Top of SELECTED EXCERPT

Issue date
Wednesday, July 12, 2017
About this resource

Pressing for healthy, safe workplaces for everyone is part and parcel of the union representative’s role. Being aware of the issues relating to gender in occupational health and safety ensures unions strive to ensure that workplaces are safer and healthier for everyone. This is because, where the differences between men and women are acknowledged when assessing risk and deciding suitable risk control solutions, there is a greater chance of ensuring that the health, safety and welfare of all workers is protected.  

Introduction

Unions are committed to improving the working lives and conditions of all workers. Pressing for healthy, safe workplaces for everyone is part and parcel of the union representative’s role. Being aware of the issues relating to gender in occupational health and safety ensures unions strive to ensure that workplaces are safer and healthier for everyone. This is because, where the differences between men and women are acknowledged when assessing risk and deciding suitable risk control solutions, there is a greater chance of ensuring that the health, safety and welfare of all workers is protected. 

Spotting the differences

Men and women have physical, physiological and psychological differences that can determine how risks affect them. Women are also the ones who give birth and, in most cases, look after children or assume other family caring responsibilities.  The employment experiences of men and women also differ, because women and men are still often found in different occupations, or treated differently by employers.  This means that men still tend to predominate more visibly heavy and dangerous work, such as construction, where there are high levels of injury from one-off events. Women, on the other hand, still tend to work in areas where work-related illness arises from less visible, long-term exposures to harm. Even in the same workplace, with the same job title and carrying out the same tasks, men and women can experience different demands, exposures and effects.

Bottom of SELECTED EXCERPT
Top of ENTRIES SHOWN

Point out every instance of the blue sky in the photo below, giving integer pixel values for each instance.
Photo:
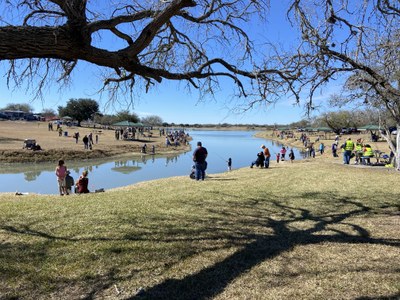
(170, 100)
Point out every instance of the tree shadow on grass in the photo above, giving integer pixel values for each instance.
(237, 215)
(212, 280)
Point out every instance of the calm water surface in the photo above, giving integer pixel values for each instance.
(241, 146)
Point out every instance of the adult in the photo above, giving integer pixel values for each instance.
(82, 183)
(267, 156)
(334, 149)
(69, 183)
(85, 141)
(321, 148)
(199, 158)
(348, 150)
(359, 151)
(367, 154)
(259, 162)
(291, 155)
(61, 173)
(283, 153)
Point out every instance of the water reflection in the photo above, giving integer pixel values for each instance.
(108, 173)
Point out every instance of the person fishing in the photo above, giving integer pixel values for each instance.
(199, 158)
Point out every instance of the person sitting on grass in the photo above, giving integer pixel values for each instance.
(82, 183)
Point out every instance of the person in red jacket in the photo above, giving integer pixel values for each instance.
(82, 183)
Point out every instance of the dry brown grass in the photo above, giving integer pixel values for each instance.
(307, 230)
(13, 133)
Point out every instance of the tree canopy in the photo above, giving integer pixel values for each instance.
(19, 106)
(205, 42)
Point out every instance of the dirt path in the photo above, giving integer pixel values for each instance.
(55, 147)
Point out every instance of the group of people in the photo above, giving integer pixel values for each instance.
(66, 182)
(360, 151)
(264, 156)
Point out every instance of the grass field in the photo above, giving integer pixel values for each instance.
(55, 147)
(307, 230)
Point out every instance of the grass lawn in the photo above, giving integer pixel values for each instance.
(307, 230)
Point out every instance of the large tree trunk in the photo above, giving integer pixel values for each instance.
(61, 42)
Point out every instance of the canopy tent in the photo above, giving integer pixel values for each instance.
(369, 127)
(128, 124)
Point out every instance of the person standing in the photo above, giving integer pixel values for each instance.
(348, 150)
(86, 142)
(334, 149)
(69, 183)
(291, 155)
(82, 183)
(283, 153)
(267, 156)
(199, 158)
(61, 173)
(321, 148)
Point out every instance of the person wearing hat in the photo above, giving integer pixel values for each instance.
(348, 150)
(82, 183)
(267, 156)
(199, 158)
(69, 183)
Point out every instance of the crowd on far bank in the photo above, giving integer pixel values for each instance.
(361, 151)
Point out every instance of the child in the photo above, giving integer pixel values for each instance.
(82, 183)
(69, 183)
(61, 172)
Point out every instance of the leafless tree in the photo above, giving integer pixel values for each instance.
(355, 41)
(203, 42)
(181, 40)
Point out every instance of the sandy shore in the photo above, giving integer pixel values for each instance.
(55, 147)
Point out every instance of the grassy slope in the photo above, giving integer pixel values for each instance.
(310, 230)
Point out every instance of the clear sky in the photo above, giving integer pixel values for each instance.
(169, 100)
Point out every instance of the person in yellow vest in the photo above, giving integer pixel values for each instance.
(348, 150)
(368, 153)
(359, 151)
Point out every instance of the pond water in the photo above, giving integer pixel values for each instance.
(108, 173)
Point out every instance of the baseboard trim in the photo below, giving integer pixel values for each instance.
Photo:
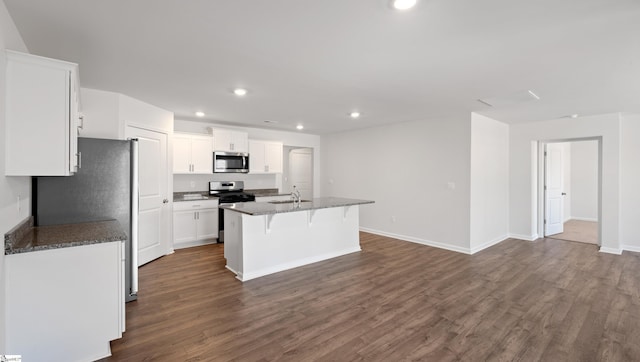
(583, 219)
(633, 248)
(412, 239)
(489, 244)
(615, 251)
(524, 237)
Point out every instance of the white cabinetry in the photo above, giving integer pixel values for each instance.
(42, 114)
(265, 157)
(192, 153)
(69, 300)
(194, 223)
(230, 141)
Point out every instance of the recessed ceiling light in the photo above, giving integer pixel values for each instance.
(240, 92)
(403, 4)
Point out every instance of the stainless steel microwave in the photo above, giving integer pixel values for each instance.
(230, 162)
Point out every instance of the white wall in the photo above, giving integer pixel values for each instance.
(567, 177)
(11, 188)
(523, 172)
(489, 210)
(583, 191)
(630, 183)
(406, 169)
(185, 183)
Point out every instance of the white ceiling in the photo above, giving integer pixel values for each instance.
(314, 61)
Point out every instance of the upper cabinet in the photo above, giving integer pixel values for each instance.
(42, 116)
(265, 157)
(192, 153)
(230, 141)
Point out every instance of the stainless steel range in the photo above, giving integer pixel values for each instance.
(228, 192)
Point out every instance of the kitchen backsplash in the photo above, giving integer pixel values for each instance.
(186, 183)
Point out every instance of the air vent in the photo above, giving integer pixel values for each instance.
(510, 99)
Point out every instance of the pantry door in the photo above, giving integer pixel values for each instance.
(154, 215)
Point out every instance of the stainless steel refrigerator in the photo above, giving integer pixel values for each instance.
(105, 187)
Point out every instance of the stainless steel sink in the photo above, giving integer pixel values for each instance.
(286, 201)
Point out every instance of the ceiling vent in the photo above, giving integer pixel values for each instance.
(510, 99)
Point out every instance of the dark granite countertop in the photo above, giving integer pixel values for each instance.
(25, 237)
(266, 208)
(190, 196)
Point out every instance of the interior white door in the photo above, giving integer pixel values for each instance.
(301, 171)
(154, 218)
(554, 183)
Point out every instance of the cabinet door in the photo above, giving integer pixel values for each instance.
(184, 226)
(256, 157)
(181, 154)
(201, 154)
(222, 140)
(273, 157)
(240, 141)
(207, 223)
(39, 139)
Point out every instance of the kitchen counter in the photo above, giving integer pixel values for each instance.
(262, 238)
(26, 238)
(267, 208)
(190, 196)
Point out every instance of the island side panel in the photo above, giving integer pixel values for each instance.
(233, 241)
(273, 243)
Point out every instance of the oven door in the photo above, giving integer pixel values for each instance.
(230, 162)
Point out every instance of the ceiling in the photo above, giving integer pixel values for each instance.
(312, 62)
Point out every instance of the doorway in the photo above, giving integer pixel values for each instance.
(571, 190)
(298, 170)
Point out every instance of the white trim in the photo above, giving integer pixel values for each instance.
(294, 264)
(434, 244)
(635, 249)
(615, 251)
(524, 237)
(189, 244)
(583, 219)
(489, 244)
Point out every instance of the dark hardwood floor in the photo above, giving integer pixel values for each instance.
(546, 300)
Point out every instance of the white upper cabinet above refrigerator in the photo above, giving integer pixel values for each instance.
(265, 157)
(230, 141)
(192, 153)
(42, 116)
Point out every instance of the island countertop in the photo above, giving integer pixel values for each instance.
(268, 208)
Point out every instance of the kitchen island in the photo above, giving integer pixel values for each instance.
(262, 238)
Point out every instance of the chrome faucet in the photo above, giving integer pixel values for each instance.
(295, 195)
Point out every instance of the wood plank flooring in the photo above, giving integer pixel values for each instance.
(579, 230)
(547, 300)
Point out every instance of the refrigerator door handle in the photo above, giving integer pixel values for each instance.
(135, 193)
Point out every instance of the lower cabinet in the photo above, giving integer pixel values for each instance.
(195, 223)
(65, 304)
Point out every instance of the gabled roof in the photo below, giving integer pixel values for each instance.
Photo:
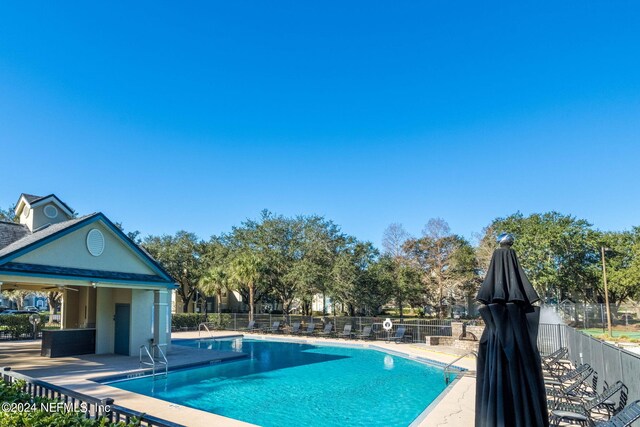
(33, 201)
(30, 197)
(66, 272)
(11, 232)
(40, 237)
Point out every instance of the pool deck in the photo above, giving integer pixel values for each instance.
(455, 407)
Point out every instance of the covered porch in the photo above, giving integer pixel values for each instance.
(102, 318)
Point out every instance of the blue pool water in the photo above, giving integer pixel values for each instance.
(289, 384)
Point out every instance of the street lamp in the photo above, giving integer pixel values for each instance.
(606, 291)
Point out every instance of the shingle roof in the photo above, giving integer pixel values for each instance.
(11, 232)
(31, 198)
(79, 272)
(34, 199)
(40, 234)
(17, 243)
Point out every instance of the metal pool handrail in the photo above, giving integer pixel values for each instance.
(206, 327)
(447, 369)
(94, 407)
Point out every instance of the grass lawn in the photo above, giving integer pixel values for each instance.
(596, 332)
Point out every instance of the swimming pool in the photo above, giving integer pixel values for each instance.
(290, 383)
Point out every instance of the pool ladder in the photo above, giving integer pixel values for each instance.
(153, 360)
(449, 368)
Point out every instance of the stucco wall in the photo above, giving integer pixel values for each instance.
(141, 319)
(71, 307)
(140, 332)
(71, 251)
(106, 301)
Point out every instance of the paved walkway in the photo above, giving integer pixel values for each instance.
(454, 408)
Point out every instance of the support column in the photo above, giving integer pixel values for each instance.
(161, 318)
(63, 309)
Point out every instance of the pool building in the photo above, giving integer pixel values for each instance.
(115, 296)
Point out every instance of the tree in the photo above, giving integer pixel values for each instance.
(247, 271)
(622, 258)
(17, 296)
(214, 282)
(393, 240)
(435, 254)
(181, 256)
(557, 252)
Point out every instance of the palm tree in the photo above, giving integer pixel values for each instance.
(214, 282)
(246, 270)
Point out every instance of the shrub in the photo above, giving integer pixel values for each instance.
(186, 320)
(219, 321)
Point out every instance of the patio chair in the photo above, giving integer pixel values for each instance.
(274, 328)
(310, 328)
(580, 413)
(251, 326)
(567, 376)
(346, 333)
(367, 333)
(564, 390)
(295, 328)
(327, 331)
(624, 418)
(555, 362)
(562, 351)
(577, 390)
(399, 335)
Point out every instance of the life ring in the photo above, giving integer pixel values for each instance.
(387, 325)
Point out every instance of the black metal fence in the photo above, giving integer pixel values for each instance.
(612, 363)
(91, 407)
(416, 329)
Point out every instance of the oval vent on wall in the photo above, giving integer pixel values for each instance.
(95, 242)
(50, 211)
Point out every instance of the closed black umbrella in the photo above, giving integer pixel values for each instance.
(509, 384)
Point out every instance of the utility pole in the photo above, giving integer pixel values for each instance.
(606, 293)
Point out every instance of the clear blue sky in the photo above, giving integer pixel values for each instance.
(197, 115)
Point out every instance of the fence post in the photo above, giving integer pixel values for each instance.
(105, 409)
(6, 378)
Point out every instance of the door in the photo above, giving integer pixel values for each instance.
(123, 321)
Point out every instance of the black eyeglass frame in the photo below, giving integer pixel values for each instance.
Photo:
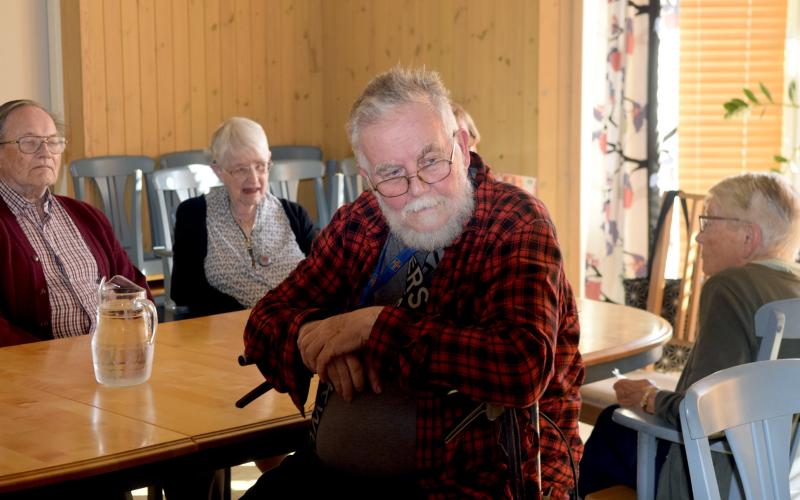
(42, 140)
(376, 185)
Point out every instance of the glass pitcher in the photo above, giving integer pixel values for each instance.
(123, 341)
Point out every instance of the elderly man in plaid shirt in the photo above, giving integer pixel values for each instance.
(436, 313)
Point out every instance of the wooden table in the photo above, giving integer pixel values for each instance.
(58, 424)
(617, 336)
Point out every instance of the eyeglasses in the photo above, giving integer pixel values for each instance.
(242, 171)
(704, 220)
(429, 170)
(30, 144)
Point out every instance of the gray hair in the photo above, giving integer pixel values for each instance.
(235, 134)
(768, 200)
(7, 108)
(398, 87)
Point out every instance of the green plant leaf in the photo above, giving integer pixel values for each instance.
(765, 91)
(750, 95)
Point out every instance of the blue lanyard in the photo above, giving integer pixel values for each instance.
(382, 276)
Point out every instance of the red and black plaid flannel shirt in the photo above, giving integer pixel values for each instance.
(500, 326)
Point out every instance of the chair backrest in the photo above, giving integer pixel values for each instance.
(346, 184)
(285, 176)
(691, 277)
(169, 160)
(753, 404)
(175, 185)
(295, 153)
(114, 176)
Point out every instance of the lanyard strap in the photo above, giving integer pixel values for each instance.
(381, 276)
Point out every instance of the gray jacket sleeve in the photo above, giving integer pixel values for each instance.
(725, 339)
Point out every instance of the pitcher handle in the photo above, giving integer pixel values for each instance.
(151, 309)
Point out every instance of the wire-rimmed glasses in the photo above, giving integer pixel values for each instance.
(429, 171)
(30, 144)
(242, 171)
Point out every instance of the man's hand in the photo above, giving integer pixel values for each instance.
(631, 392)
(346, 373)
(322, 341)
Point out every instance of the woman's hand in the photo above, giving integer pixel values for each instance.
(632, 393)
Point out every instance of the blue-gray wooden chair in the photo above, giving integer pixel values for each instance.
(285, 177)
(754, 406)
(169, 160)
(774, 322)
(173, 186)
(119, 182)
(346, 184)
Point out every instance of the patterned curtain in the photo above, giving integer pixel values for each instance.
(617, 240)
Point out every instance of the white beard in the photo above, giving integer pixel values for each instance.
(461, 208)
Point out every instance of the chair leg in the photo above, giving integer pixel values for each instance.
(154, 492)
(647, 446)
(226, 491)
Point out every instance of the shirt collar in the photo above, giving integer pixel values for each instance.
(19, 204)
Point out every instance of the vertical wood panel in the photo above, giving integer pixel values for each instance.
(151, 145)
(94, 70)
(115, 82)
(213, 64)
(181, 71)
(131, 77)
(164, 79)
(244, 59)
(197, 75)
(227, 20)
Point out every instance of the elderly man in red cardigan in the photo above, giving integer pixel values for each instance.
(53, 250)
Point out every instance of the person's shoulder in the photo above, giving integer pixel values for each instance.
(77, 207)
(506, 202)
(193, 206)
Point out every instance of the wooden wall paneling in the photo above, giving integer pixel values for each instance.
(528, 75)
(213, 57)
(260, 28)
(288, 61)
(244, 59)
(148, 81)
(131, 77)
(165, 80)
(181, 70)
(227, 18)
(71, 50)
(115, 81)
(559, 110)
(274, 56)
(198, 94)
(94, 78)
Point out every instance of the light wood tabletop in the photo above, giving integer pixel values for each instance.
(57, 423)
(186, 407)
(617, 336)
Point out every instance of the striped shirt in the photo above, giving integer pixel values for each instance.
(69, 267)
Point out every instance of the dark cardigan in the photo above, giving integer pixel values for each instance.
(24, 296)
(189, 284)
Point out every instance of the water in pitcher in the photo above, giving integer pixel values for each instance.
(122, 347)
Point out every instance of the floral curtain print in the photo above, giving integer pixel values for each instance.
(617, 240)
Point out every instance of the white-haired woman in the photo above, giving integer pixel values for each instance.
(749, 239)
(237, 242)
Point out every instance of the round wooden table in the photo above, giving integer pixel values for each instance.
(617, 336)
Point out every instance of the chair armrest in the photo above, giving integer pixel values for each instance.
(640, 421)
(162, 252)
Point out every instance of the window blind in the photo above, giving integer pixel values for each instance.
(727, 45)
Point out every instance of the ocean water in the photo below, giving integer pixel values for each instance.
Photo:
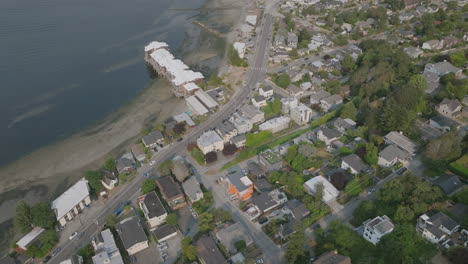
(65, 65)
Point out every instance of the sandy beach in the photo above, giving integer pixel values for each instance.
(47, 172)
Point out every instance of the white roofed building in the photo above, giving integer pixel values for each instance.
(71, 202)
(210, 141)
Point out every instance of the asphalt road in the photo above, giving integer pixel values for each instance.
(254, 75)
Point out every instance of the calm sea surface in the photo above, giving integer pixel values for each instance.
(65, 65)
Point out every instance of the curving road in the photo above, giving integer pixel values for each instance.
(254, 75)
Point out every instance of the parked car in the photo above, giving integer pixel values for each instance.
(73, 235)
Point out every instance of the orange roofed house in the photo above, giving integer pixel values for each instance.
(239, 186)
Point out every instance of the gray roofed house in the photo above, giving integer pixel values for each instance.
(192, 189)
(165, 232)
(354, 163)
(401, 141)
(132, 235)
(153, 139)
(449, 183)
(153, 209)
(208, 252)
(180, 169)
(392, 154)
(229, 235)
(377, 227)
(442, 68)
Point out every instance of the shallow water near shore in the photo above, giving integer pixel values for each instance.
(47, 172)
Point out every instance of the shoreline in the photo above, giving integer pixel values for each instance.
(46, 172)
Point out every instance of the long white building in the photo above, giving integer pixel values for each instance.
(179, 74)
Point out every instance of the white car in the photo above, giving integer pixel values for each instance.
(73, 235)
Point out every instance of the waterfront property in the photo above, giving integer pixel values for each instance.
(153, 209)
(71, 202)
(181, 77)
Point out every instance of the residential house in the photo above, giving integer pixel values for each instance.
(450, 184)
(229, 235)
(165, 232)
(270, 160)
(32, 237)
(138, 152)
(354, 163)
(437, 228)
(266, 91)
(331, 102)
(297, 209)
(208, 252)
(153, 139)
(287, 103)
(275, 124)
(343, 125)
(413, 52)
(132, 235)
(242, 123)
(192, 189)
(226, 130)
(253, 114)
(399, 140)
(105, 249)
(301, 114)
(239, 141)
(433, 45)
(180, 168)
(391, 155)
(318, 96)
(329, 191)
(125, 164)
(266, 202)
(153, 209)
(210, 141)
(449, 107)
(432, 81)
(328, 135)
(375, 229)
(259, 101)
(442, 68)
(109, 180)
(74, 259)
(443, 123)
(332, 257)
(72, 202)
(171, 192)
(239, 186)
(292, 40)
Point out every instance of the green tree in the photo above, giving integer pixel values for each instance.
(42, 215)
(371, 156)
(188, 250)
(94, 181)
(23, 220)
(283, 80)
(148, 186)
(349, 111)
(445, 148)
(171, 219)
(348, 64)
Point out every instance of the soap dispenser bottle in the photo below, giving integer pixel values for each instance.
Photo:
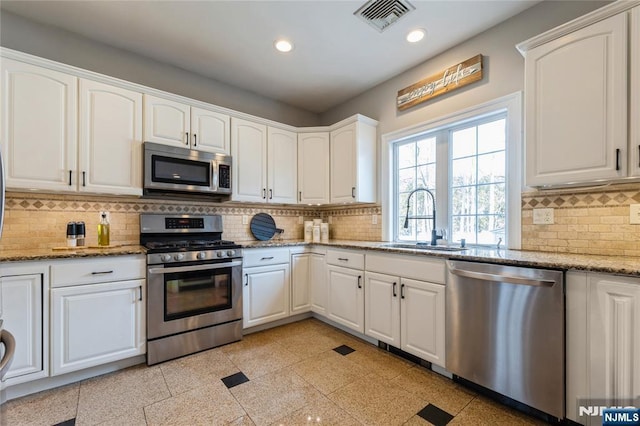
(103, 230)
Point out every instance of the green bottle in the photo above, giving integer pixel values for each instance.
(103, 230)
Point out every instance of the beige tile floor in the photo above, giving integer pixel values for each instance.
(294, 378)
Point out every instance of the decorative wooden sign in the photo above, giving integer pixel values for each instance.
(452, 78)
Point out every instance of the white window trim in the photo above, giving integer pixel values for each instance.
(512, 105)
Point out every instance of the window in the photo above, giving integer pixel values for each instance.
(464, 161)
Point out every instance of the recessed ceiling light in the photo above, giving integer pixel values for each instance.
(283, 45)
(415, 35)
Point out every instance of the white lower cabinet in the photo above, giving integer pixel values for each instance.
(603, 342)
(24, 303)
(265, 295)
(300, 283)
(346, 297)
(406, 312)
(96, 323)
(318, 283)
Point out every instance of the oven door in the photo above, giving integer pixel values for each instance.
(184, 298)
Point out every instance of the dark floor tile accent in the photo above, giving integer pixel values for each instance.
(435, 415)
(235, 380)
(344, 350)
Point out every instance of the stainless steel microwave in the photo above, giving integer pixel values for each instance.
(169, 169)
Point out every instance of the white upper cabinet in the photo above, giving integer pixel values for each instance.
(282, 170)
(353, 163)
(39, 116)
(211, 131)
(634, 111)
(110, 133)
(249, 153)
(576, 101)
(264, 163)
(174, 123)
(313, 168)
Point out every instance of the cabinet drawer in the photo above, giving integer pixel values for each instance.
(259, 257)
(349, 259)
(420, 268)
(88, 271)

Bottom of ENTRIES SHOWN

_EXERCISE AIM:_ In the text on gender in occupational health and safety, what causes work-related illness in the areas where women still tend to work?

_TASK OUTPUT:_ Less visible, long-term exposures to harm.